▶ [Brief] Rewrite all of the data below as a numbered list, omitting blank lines and leaving out the pictures.

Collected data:

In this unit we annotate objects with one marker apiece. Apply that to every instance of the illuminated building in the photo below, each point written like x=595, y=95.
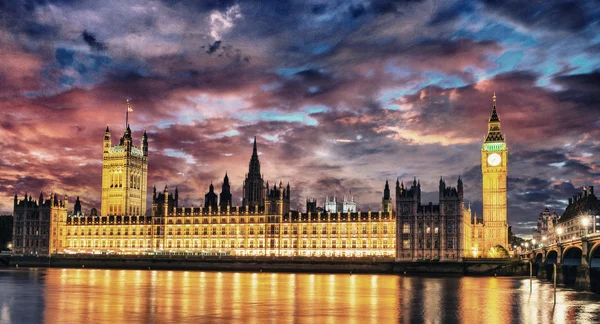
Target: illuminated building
x=265, y=223
x=331, y=204
x=429, y=232
x=492, y=230
x=124, y=174
x=37, y=225
x=544, y=233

▶ [Reply to the task]
1. In this unit we annotate objects with one marker apiece. Apply that to every instance of the illuminated building in the photo below, each point written like x=595, y=95.
2. Target: illuminated building
3. x=265, y=223
4. x=331, y=204
5. x=429, y=232
6. x=492, y=230
7. x=124, y=174
8. x=37, y=225
9. x=544, y=233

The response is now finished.